Data for the task START
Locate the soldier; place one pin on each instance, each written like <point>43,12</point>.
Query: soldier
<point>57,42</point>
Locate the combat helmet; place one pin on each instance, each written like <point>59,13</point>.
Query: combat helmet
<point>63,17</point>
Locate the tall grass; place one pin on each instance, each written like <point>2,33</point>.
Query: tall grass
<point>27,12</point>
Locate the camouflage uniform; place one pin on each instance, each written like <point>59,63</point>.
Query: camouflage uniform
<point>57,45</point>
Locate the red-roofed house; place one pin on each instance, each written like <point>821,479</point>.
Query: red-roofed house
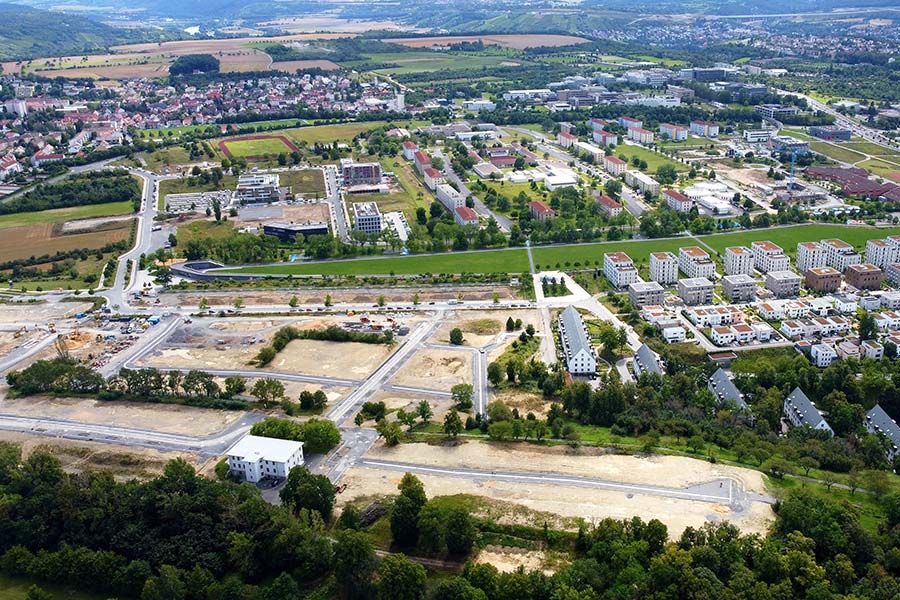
<point>465,216</point>
<point>432,178</point>
<point>678,201</point>
<point>421,161</point>
<point>541,211</point>
<point>614,165</point>
<point>608,205</point>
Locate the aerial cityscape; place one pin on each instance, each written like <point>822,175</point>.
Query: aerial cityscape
<point>546,300</point>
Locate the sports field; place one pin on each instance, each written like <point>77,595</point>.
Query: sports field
<point>516,260</point>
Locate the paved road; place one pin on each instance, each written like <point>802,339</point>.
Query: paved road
<point>214,445</point>
<point>719,491</point>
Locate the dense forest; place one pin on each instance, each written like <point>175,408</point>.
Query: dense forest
<point>94,187</point>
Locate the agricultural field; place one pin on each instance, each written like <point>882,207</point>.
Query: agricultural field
<point>518,42</point>
<point>61,215</point>
<point>654,159</point>
<point>256,147</point>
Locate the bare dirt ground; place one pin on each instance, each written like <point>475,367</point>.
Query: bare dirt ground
Data for the task END
Would you set down, word for word, the lines from the opening of the entries above through the line with "Locate the red-roofed", both included, and no others?

**The answer**
Locate the soldier; place one pin on each instance, each written like <point>43,12</point>.
Query: soldier
<point>57,42</point>
Locate the combat helmet; place one pin on each instance, each written like <point>59,13</point>.
Query: combat helmet
<point>63,17</point>
Locate the tall grass; place one pin on each instance, each written like <point>2,33</point>.
Query: tall grass
<point>27,12</point>
Locate the camouflage uniform; place one pin on each instance, each written like <point>59,63</point>.
Query: camouflage uniform
<point>57,45</point>
Locate the red-roofed house; place one pin on each instance, each written like <point>821,479</point>.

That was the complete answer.